> _Stored rows_
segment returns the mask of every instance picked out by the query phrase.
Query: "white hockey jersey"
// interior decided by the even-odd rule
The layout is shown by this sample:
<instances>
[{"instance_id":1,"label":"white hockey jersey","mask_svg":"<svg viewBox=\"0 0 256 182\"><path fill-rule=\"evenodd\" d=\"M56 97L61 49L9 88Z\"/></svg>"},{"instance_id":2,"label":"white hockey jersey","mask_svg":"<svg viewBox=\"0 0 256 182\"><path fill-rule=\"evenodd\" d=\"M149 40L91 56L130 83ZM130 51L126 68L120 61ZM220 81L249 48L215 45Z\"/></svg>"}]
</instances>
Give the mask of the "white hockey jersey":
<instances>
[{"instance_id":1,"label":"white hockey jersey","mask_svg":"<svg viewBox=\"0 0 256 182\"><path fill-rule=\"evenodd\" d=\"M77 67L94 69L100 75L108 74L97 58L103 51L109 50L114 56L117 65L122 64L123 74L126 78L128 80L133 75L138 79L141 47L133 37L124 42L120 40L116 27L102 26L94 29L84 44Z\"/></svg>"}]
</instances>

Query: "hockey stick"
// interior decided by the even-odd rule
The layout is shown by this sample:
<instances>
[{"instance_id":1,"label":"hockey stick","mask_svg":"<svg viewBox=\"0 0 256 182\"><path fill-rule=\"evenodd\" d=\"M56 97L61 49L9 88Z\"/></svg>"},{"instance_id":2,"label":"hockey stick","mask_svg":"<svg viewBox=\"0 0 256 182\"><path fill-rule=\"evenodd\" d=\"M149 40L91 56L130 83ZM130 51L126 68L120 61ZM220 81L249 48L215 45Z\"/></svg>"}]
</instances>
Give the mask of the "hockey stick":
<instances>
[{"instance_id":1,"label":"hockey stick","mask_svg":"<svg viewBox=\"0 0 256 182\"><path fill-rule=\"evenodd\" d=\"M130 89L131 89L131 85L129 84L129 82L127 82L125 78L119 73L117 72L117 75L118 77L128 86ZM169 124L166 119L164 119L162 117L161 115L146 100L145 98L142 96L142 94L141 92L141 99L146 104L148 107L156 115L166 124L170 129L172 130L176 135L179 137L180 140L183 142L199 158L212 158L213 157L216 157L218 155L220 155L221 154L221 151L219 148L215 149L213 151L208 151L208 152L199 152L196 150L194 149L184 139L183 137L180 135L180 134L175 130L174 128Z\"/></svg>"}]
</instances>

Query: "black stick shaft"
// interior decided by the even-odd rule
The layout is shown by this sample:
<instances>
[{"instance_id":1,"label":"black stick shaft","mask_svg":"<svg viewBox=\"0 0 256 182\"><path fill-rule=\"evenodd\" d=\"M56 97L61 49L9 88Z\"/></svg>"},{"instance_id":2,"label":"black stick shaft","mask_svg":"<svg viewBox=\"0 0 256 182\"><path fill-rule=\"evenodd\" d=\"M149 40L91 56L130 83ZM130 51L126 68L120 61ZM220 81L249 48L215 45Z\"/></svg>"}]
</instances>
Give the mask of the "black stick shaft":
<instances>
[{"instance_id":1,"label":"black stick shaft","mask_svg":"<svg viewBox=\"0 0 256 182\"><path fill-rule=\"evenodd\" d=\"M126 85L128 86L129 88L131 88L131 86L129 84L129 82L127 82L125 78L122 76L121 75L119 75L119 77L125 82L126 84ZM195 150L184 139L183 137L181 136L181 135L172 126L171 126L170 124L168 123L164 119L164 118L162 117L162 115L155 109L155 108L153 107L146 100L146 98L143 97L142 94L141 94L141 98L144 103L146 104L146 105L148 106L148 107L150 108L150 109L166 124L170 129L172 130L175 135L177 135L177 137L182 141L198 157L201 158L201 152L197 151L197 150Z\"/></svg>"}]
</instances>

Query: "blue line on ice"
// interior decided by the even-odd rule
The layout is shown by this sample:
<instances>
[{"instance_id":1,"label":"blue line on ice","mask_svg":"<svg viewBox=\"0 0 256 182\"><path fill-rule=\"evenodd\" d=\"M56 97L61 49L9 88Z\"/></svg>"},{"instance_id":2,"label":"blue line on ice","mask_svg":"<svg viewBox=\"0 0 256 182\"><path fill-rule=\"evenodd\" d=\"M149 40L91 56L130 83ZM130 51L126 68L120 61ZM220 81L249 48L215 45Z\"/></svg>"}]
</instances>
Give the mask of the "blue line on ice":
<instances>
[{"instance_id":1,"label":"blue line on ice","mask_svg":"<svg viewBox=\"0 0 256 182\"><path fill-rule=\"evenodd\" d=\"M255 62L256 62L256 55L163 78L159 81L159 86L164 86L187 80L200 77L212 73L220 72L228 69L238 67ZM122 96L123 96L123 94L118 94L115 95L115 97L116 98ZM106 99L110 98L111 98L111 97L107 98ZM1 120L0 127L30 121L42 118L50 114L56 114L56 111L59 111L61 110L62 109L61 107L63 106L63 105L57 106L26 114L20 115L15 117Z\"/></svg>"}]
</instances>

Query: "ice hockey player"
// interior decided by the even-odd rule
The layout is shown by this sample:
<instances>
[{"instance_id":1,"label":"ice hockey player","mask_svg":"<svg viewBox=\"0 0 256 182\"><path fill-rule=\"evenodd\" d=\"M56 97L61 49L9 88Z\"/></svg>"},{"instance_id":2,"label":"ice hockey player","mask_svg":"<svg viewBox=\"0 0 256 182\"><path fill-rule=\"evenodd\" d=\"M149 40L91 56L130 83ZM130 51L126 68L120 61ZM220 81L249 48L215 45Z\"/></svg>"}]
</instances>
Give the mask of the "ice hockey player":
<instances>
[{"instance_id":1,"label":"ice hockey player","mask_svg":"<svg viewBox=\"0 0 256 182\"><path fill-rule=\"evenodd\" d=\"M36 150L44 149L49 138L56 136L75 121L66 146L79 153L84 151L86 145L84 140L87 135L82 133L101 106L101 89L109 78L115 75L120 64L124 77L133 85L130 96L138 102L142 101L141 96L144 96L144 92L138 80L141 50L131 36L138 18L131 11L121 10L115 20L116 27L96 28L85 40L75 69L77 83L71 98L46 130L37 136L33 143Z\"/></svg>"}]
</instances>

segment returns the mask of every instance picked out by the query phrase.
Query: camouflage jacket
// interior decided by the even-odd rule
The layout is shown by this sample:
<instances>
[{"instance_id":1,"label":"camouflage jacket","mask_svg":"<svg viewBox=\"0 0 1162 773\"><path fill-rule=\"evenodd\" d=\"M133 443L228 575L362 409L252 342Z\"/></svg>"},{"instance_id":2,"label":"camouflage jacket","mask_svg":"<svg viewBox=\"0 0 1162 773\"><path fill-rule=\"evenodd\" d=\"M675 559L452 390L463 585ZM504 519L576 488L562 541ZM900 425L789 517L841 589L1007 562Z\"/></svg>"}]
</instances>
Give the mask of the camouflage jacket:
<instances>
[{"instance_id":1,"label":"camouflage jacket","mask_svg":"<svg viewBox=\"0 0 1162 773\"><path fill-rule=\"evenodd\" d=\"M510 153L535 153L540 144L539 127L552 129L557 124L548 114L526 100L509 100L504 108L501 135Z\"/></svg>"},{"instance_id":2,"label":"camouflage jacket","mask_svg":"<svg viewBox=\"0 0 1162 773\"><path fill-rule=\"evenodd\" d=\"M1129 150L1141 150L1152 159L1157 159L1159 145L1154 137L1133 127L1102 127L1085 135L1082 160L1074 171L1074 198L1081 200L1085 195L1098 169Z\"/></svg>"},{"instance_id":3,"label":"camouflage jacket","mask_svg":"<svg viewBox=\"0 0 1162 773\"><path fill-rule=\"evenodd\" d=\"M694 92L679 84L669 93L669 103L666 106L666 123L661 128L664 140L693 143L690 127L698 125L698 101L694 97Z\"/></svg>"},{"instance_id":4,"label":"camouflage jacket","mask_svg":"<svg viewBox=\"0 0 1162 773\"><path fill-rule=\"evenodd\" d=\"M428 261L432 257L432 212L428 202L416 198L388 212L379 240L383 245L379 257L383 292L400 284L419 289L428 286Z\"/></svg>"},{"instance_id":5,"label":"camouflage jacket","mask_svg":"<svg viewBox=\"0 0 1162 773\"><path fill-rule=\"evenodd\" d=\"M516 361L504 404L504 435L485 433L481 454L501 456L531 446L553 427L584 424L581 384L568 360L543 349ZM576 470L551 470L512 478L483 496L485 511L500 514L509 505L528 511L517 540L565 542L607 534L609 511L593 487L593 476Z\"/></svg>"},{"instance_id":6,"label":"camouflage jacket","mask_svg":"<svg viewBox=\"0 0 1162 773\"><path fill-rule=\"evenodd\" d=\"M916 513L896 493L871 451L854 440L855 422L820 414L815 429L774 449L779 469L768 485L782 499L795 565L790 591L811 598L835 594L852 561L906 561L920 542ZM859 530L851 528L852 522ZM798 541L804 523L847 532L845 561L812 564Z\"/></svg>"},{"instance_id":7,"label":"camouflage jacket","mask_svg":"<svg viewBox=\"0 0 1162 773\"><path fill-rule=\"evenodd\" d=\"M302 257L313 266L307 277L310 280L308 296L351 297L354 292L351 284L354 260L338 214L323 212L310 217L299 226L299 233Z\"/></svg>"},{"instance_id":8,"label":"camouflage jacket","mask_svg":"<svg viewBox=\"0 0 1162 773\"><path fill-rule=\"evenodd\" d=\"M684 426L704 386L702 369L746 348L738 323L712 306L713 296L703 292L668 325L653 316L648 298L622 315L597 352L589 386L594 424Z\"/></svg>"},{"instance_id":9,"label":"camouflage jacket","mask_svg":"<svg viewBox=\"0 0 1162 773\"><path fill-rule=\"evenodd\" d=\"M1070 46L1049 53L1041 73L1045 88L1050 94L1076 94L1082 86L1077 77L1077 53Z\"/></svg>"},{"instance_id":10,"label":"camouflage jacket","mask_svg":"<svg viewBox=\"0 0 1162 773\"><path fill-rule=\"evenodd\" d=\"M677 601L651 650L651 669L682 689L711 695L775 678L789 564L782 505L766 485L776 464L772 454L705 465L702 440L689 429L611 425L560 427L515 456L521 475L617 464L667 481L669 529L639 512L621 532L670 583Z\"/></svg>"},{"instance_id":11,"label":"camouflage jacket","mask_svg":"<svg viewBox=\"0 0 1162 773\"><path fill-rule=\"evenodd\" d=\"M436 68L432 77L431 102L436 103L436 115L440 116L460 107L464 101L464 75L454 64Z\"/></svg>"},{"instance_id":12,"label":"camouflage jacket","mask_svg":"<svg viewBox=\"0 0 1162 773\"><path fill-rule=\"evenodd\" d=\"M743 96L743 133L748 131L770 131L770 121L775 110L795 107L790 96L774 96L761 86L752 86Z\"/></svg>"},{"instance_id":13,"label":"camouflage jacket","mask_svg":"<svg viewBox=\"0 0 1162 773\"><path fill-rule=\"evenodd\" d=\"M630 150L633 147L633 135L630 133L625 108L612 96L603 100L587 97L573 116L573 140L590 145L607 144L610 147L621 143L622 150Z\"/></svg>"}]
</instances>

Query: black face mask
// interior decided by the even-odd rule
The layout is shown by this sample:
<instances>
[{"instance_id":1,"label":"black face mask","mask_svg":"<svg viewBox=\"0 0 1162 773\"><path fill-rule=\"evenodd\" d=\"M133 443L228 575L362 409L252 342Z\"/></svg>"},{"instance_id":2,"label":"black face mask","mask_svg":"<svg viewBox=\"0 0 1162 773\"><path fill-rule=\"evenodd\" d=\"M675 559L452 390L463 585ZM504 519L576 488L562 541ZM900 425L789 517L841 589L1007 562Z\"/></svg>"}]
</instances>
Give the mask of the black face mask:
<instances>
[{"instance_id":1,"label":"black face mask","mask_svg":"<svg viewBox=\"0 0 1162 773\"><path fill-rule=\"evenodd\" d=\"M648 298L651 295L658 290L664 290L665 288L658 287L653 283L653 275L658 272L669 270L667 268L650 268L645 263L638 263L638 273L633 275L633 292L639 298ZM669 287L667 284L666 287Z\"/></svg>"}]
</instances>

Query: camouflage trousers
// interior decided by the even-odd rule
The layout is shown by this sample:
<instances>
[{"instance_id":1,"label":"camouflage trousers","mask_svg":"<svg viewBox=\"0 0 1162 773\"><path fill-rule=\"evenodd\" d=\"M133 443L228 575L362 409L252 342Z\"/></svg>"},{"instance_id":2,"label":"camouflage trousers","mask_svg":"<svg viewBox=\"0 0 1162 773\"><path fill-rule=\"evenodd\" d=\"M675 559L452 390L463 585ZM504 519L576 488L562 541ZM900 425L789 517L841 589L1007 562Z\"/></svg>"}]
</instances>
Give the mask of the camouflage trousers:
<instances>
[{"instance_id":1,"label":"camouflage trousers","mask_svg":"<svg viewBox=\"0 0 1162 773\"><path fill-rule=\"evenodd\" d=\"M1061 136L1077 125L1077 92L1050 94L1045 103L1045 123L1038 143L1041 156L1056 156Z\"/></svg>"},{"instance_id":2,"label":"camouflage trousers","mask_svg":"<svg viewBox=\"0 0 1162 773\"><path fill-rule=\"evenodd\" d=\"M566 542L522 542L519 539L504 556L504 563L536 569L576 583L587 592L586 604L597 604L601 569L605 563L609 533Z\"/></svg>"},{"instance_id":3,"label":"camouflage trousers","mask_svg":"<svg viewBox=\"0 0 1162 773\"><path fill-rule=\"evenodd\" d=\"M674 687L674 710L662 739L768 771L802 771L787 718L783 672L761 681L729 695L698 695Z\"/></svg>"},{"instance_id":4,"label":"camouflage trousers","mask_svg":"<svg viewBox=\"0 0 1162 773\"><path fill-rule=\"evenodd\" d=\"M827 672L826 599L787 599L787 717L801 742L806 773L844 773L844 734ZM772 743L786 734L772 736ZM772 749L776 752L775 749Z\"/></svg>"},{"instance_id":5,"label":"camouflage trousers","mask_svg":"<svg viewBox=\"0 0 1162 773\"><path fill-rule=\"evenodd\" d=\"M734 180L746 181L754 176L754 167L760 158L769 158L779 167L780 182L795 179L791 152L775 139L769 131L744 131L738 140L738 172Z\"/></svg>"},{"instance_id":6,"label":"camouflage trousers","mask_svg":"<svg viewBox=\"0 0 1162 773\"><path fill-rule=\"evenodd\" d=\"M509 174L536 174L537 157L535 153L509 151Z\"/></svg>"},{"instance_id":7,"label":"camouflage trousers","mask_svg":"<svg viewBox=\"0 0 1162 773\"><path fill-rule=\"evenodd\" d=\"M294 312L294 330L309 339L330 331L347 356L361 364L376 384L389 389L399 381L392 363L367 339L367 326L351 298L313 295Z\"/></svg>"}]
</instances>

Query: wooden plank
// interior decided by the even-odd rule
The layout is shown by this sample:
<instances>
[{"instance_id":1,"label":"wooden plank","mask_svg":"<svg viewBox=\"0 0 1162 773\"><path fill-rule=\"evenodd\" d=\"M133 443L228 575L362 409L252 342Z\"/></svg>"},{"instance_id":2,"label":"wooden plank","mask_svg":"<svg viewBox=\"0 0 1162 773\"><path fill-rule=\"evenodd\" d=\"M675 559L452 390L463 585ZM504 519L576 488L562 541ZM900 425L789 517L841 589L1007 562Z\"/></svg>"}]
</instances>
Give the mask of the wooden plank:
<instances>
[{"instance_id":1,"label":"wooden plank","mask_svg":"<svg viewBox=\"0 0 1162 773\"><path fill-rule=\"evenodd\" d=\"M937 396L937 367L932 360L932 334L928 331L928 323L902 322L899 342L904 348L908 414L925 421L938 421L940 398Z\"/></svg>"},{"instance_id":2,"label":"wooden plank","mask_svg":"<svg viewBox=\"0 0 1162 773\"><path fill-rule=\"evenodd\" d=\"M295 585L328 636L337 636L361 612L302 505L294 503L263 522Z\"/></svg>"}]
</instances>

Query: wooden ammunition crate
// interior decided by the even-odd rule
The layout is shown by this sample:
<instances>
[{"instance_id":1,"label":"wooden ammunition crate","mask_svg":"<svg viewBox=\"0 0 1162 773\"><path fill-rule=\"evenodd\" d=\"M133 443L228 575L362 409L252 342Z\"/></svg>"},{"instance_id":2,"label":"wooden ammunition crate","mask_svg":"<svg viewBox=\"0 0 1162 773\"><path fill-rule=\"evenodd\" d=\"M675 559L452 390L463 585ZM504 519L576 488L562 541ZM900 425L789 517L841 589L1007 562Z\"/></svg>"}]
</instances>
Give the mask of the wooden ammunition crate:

> _Do this_
Count the lines in the rows above that contain the string "Give", treating uppercase and lowercase as different. Reply with the number alone.

> _Problem solution_
10